**STATED PROBLEM**
Output, word for word, the lines of the records from the one containing "of the sandy" through the end of the records, including both ends.

[Begin INFORMATION GIVEN]

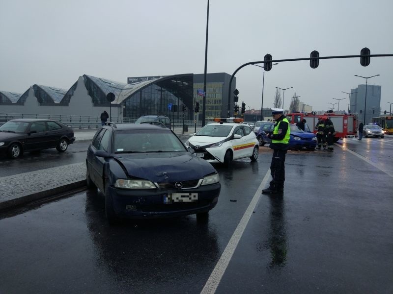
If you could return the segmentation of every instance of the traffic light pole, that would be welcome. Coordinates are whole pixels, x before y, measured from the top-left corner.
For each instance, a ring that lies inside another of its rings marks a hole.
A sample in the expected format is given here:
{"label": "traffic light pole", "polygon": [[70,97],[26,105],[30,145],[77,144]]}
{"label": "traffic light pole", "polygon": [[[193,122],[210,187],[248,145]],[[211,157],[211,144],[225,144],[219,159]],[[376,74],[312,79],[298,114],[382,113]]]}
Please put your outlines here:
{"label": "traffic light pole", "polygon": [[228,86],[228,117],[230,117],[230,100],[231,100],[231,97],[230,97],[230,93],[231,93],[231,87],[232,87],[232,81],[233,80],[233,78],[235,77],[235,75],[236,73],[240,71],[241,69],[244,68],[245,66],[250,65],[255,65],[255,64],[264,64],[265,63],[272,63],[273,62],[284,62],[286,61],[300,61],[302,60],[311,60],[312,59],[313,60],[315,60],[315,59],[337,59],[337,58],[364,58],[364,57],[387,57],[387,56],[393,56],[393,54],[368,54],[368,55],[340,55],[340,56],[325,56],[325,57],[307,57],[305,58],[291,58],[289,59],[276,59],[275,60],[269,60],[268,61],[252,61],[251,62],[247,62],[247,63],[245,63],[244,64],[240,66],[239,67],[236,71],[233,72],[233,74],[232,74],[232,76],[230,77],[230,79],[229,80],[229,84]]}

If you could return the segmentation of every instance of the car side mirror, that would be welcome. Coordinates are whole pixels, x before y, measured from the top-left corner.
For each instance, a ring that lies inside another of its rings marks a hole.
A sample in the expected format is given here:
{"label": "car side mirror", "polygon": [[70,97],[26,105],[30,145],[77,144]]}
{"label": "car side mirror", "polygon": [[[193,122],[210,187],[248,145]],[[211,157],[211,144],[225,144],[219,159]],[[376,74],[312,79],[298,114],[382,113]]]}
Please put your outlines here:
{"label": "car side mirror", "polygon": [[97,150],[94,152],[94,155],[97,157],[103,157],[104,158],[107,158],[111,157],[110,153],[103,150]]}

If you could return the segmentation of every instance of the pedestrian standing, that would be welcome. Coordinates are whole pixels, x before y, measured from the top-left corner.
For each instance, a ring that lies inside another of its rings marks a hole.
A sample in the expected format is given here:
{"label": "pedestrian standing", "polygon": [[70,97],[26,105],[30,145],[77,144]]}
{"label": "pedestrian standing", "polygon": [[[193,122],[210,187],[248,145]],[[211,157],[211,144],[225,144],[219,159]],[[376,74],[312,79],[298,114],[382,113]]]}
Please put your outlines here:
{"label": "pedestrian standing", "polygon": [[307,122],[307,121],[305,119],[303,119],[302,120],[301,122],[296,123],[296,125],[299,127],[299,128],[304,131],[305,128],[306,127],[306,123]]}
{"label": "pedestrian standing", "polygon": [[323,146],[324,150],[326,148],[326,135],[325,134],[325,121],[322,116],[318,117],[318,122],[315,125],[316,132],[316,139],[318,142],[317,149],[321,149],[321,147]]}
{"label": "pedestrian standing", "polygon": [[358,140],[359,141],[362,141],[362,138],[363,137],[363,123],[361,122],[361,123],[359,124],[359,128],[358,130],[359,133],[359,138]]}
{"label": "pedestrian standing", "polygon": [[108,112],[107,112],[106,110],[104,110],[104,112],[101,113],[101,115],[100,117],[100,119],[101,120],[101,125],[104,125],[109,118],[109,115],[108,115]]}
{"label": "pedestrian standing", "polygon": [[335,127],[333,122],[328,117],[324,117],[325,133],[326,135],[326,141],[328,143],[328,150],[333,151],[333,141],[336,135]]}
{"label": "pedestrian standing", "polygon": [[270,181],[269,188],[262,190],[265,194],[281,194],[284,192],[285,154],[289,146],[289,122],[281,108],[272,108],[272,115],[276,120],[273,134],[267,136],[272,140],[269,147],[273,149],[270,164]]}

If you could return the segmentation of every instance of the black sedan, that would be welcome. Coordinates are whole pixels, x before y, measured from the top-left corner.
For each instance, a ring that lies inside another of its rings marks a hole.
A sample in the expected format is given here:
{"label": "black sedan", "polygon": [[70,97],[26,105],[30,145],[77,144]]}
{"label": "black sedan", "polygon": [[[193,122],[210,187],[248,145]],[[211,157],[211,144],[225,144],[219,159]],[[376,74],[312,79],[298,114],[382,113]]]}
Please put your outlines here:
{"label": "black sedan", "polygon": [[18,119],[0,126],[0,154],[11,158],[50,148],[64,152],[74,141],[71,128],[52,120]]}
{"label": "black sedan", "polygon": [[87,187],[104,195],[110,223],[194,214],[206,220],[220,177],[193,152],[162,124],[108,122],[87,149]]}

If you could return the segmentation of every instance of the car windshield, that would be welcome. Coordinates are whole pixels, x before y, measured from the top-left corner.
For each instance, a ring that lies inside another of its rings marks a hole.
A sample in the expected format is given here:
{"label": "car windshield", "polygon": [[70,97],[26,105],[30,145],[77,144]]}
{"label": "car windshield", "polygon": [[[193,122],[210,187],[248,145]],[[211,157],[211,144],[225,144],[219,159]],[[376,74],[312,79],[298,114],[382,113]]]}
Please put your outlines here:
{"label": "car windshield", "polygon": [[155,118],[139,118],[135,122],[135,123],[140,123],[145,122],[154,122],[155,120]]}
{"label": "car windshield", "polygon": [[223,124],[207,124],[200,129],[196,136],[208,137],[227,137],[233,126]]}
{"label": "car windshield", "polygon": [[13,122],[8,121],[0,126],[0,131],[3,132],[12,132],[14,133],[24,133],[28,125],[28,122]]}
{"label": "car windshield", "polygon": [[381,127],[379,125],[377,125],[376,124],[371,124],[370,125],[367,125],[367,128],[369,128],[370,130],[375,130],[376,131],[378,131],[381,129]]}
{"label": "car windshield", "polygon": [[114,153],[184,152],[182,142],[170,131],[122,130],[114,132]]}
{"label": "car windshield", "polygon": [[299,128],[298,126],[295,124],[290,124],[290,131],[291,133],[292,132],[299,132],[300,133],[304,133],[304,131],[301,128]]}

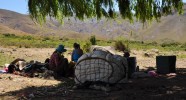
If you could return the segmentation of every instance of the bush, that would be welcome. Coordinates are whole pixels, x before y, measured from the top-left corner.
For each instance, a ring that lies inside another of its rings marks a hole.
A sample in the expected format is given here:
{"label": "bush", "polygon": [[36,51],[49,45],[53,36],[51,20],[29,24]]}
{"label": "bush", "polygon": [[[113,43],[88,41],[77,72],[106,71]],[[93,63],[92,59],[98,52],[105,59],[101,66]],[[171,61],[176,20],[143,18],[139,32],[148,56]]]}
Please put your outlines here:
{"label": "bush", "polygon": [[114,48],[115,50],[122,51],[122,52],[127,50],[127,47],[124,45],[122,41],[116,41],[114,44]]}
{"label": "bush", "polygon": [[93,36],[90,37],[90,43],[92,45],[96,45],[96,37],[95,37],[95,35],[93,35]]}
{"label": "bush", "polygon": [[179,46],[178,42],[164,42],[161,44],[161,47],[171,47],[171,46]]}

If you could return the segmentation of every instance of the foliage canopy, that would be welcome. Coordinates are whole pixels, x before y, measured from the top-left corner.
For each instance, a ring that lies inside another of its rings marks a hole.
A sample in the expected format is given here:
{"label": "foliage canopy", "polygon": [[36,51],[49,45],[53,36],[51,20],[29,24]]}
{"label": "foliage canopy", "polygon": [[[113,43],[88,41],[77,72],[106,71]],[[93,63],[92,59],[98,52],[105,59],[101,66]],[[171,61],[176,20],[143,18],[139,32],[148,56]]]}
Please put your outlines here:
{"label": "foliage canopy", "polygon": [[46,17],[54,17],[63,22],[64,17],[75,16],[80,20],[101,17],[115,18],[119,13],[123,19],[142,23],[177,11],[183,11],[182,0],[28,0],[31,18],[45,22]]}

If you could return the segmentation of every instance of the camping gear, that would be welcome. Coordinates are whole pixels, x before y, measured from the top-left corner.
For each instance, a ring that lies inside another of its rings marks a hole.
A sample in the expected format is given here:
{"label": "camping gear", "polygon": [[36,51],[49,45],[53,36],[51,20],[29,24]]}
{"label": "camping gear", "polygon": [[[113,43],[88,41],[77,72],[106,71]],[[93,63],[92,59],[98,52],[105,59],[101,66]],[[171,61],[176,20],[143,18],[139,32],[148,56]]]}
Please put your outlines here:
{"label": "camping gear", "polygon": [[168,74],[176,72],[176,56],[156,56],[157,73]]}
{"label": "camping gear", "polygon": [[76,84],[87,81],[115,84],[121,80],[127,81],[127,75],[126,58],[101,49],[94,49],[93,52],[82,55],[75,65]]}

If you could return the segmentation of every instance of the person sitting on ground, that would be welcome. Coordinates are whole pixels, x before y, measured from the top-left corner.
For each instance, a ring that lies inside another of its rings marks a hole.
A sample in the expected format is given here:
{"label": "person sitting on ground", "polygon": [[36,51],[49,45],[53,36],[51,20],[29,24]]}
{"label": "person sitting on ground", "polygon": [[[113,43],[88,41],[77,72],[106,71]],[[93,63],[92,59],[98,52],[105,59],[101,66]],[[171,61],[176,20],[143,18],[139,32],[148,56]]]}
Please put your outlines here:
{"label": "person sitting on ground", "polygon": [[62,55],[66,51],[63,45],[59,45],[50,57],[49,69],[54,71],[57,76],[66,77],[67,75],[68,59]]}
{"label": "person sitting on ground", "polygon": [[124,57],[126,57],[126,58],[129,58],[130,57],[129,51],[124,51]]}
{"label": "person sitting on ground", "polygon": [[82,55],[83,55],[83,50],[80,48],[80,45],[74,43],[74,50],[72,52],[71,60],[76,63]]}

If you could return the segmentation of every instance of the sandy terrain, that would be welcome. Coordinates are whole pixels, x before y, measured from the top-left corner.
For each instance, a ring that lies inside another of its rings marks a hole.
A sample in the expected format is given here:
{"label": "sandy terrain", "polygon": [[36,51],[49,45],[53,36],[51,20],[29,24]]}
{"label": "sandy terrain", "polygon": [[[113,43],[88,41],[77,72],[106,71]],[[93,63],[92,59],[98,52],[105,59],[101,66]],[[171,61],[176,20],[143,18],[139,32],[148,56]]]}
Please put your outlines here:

[End INFORMATION GIVEN]

**FINISHED EXERCISE**
If you could return the segmentation of every instance of the sandy terrain, that would be welcome. Coordinates are whole pixels, x before y, measured from the top-left corner.
For each instance, a ring that lies inside another of its rings marks a hole.
A sample in the expected format is given here:
{"label": "sandy terrain", "polygon": [[36,51],[49,45],[53,36],[51,20],[29,24]]}
{"label": "sandy terrain", "polygon": [[[113,43],[88,41],[77,72],[106,71]],[[93,63],[92,59],[98,52],[105,59],[101,66]],[[171,61],[176,20],[143,18],[139,32],[148,56]]]}
Please put your outlines here:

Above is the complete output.